### EXTRACTED INFORMATION
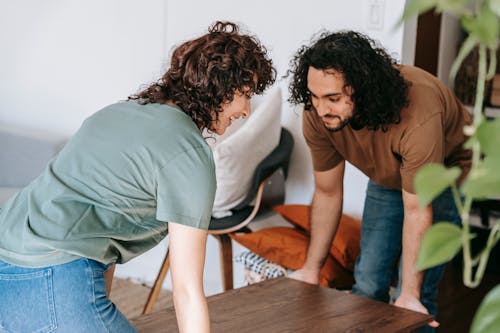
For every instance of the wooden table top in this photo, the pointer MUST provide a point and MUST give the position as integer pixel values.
(286, 305)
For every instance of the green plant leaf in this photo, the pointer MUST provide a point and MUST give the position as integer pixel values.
(484, 27)
(432, 179)
(495, 6)
(488, 134)
(440, 244)
(416, 7)
(487, 318)
(484, 181)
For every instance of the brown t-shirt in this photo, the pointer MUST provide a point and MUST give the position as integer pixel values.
(431, 130)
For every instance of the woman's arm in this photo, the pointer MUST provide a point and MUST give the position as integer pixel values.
(187, 246)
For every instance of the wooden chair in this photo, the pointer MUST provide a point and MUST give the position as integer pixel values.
(275, 164)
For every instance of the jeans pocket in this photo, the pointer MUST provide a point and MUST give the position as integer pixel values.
(27, 302)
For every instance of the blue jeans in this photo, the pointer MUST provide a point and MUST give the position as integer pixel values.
(381, 243)
(64, 298)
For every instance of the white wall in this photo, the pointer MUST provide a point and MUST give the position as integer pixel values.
(62, 60)
(283, 29)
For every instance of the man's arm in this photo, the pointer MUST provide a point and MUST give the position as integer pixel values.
(187, 258)
(325, 216)
(416, 222)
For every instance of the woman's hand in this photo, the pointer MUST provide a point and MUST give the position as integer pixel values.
(187, 246)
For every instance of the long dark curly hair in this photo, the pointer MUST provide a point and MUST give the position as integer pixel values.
(380, 91)
(206, 71)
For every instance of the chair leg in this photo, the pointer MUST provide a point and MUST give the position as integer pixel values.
(155, 291)
(226, 258)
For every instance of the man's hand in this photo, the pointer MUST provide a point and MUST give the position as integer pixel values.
(306, 275)
(412, 303)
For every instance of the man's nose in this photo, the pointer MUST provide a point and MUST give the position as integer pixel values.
(321, 109)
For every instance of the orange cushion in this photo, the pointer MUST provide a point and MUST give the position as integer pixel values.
(345, 246)
(287, 247)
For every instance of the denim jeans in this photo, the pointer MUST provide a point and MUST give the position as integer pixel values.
(64, 298)
(381, 243)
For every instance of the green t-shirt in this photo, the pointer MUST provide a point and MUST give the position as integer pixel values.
(108, 194)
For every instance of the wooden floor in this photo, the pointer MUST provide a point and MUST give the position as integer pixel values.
(457, 304)
(130, 297)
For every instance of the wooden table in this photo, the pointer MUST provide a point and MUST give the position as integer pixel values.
(286, 305)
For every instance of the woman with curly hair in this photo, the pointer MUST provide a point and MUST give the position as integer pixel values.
(134, 171)
(388, 120)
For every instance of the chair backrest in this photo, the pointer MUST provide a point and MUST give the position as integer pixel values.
(242, 214)
(279, 158)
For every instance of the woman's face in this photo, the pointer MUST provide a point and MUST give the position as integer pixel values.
(238, 107)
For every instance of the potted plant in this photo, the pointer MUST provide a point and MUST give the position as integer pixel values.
(480, 19)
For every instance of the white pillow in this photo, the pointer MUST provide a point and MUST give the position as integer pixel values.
(237, 156)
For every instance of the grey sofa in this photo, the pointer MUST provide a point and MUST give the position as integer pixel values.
(24, 153)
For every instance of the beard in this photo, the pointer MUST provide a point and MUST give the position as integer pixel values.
(341, 125)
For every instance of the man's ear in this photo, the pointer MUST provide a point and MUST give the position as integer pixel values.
(348, 90)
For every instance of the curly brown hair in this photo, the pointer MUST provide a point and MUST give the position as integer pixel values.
(380, 91)
(205, 72)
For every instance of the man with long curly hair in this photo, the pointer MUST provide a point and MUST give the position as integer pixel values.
(388, 120)
(134, 171)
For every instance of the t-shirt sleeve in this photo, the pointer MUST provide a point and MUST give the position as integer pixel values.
(186, 189)
(423, 145)
(323, 153)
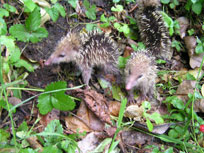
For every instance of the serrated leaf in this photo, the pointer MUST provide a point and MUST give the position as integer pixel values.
(3, 27)
(3, 12)
(73, 3)
(60, 8)
(30, 5)
(197, 7)
(149, 125)
(7, 41)
(33, 21)
(44, 104)
(23, 63)
(63, 103)
(91, 12)
(53, 12)
(9, 8)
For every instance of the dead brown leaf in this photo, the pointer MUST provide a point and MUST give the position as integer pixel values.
(98, 105)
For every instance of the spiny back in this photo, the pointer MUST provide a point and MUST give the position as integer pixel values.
(152, 28)
(97, 48)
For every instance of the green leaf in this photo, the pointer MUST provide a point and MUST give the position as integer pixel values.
(60, 9)
(116, 1)
(169, 150)
(33, 21)
(86, 4)
(190, 77)
(118, 8)
(7, 41)
(30, 5)
(149, 125)
(55, 86)
(53, 127)
(3, 105)
(63, 102)
(44, 104)
(122, 61)
(103, 18)
(3, 27)
(176, 102)
(15, 55)
(157, 118)
(53, 12)
(73, 3)
(9, 8)
(3, 13)
(23, 63)
(165, 1)
(91, 12)
(197, 7)
(90, 26)
(177, 116)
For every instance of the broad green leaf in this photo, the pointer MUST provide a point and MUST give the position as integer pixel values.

### WRITTEN INSTRUCTION
Turn the records above into a numbered list, one line per item, skipping blank lines and leaving out the pictures.

### SOLUTION FOR THIS TASK
1. For every instance of the wooden table top in this photo, the pointer MUST provide a point and MUST give the position as integer pixel values.
2. (286, 305)
3. For every instance of the green plant leaf in this photo, the pointer MUST provide a point and MUST give the position as integer pixel values.
4. (484, 27)
5. (432, 179)
6. (495, 6)
7. (488, 134)
8. (440, 244)
9. (416, 7)
10. (487, 318)
11. (484, 181)
12. For every instance of the brown t-shirt in this photo, the pointer MUST provide a point and MUST give the position as integer pixel values.
13. (431, 130)
14. For every instance of the woman's arm in this photo, the pointer MUST provide a point and MUST give the position as integer pixel values.
15. (187, 246)
16. For every instance of the wooden chair in this photo, the pointer MUST provide a point and MUST give the position as integer pixel values.
17. (275, 164)
18. For every instance of the jeans pocket in this photo, the pointer MUST provide a point and MUST give the position as integer pixel values.
19. (27, 302)
20. For every instance of the blue jeans in this photo, the pointer MUST provide a point and MUST give the position as integer pixel values.
21. (381, 243)
22. (64, 298)
23. For every instance of the white wall in this photo, the pointer MUST provide a point and MUST give the position as integer pixel values.
24. (62, 60)
25. (283, 29)
26. For every instance of the man's arm in this photo, the pointer MUST provide a point and MUST give the position as integer pixel values.
27. (187, 258)
28. (325, 216)
29. (416, 222)
30. For every instance of the woman's hand in this photo, the pointer MUST provide a point and MUST give the position as integer pixel values.
31. (187, 246)
32. For every instance of the long dark curly hair in this photo, the pointer MUST provide a point and MUST give the position as integer pixel values.
33. (380, 91)
34. (206, 71)
35. For every instance of the chair leg in this photo, the pointer MUST provide a point and MUST give the position as integer pixel values.
36. (155, 291)
37. (226, 258)
38. For every instance of the man's hand in this photo, the pointer MUST provide a point and MUST give the position as integer pixel values.
39. (306, 275)
40. (412, 303)
41. For every instance of the man's nose in this photo, the pointer MUST provide a point and MUST give the position as integer pixel values.
42. (321, 109)
43. For every instance of the orange cushion in this photo, the pointer MUST provide a point and MUST give the position as integer pixel values.
44. (345, 246)
45. (287, 247)
46. For every instance of the denim jeans in this photo, the pointer MUST provide a point and MUST give the position as integer pixel values.
47. (64, 298)
48. (381, 243)
49. For every instance of the green t-shirt in this photo, the pointer MUST provide a point and MUST give the position as integer pixel values.
50. (108, 194)
51. For every instance of the wooden floor in this photo, the pointer MUST provide a point and MUST give the position as integer pixel values.
52. (457, 304)
53. (130, 297)
54. For every instance of the wooden table in this photo, the pointer MUST provide a point and MUST give the position as integer pixel values.
55. (286, 305)
56. For every instance of the woman with curly hair in this photo, the pointer MUST provide a point and MUST give the position as integer pixel values.
57. (134, 171)
58. (388, 120)
59. For every instance of the chair backrest in this photo, the pointer MUST provide a point and MUST give the position as integer pixel values.
60. (242, 214)
61. (279, 158)
62. For every instance of the woman's face in this photo, the pointer MUST provide a point and MUST give the position as integer pixel values.
63. (238, 107)
64. For every instance of the potted plant in this photo, the pointer MUST provide a point and MUST give the position as integer pixel values.
65. (480, 19)
66. For every instance of the white pillow in this photo, the pointer MUST provide a point and MUST give the position as integer pixel values.
67. (237, 156)
68. For every instance of the grey sofa in this photo, the pointer MUST provide a point and MUST give the position as integer pixel values.
69. (24, 153)
70. For every instance of the beard in this photo, the pointer MUST provide a point and MUST give the position as integer pixel values.
71. (341, 125)
72. For every instance of the man's ear in this photo, the pointer MUST provide a point and MUST give the position as integer pixel values.
73. (348, 90)
74. For every instance of the curly brown hair in this photo, the pointer MUST provide a point and MUST give the position as integer pixel values.
75. (380, 91)
76. (205, 72)
77. For every instance of the man with long curly hair in this photo, the pointer MUST provide a point and MUST give the position as integer pixel values.
78. (388, 120)
79. (134, 171)
80. For every instance of the t-shirt sleeve in this photo, the pointer MUST provide a point and MUST give the position as integer pixel values.
81. (186, 189)
82. (423, 145)
83. (323, 153)
84. For every instance of the serrated leaf in this photo, the pointer MUST provide a point and MUST give the position as integer pixel values.
85. (3, 27)
86. (3, 12)
87. (73, 3)
88. (60, 8)
89. (30, 5)
90. (197, 7)
91. (149, 125)
92. (7, 41)
93. (33, 21)
94. (44, 104)
95. (23, 63)
96. (63, 103)
97. (91, 12)
98. (53, 12)
99. (9, 8)
100. For every instance of the dead brown leaf in this photo, the pointer MUST provide a point and MUST give the position as integer pixel values.
101. (98, 105)
102. For every instance of the spiny back in this photo, the pointer MUST provide a point and MUST give the position as integer pixel values.
103. (152, 28)
104. (97, 48)
105. For every instance of the green leaf in this photo, the pointer MUST provide a point and MUST give the position as integer pixel values.
106. (60, 9)
107. (116, 1)
108. (169, 150)
109. (33, 21)
110. (86, 4)
111. (190, 77)
112. (118, 8)
113. (7, 41)
114. (30, 5)
115. (149, 125)
116. (55, 86)
117. (53, 127)
118. (3, 105)
119. (63, 102)
120. (44, 104)
121. (122, 61)
122. (103, 18)
123. (3, 27)
124. (176, 102)
125. (15, 55)
126. (157, 118)
127. (53, 12)
128. (73, 3)
129. (9, 8)
130. (3, 13)
131. (23, 63)
132. (165, 1)
133. (91, 12)
134. (197, 7)
135. (90, 26)
136. (177, 116)
137. For every instance of the broad green leaf in this photo, the pointer MUST provide a point and MUST give the position as integer pixel values.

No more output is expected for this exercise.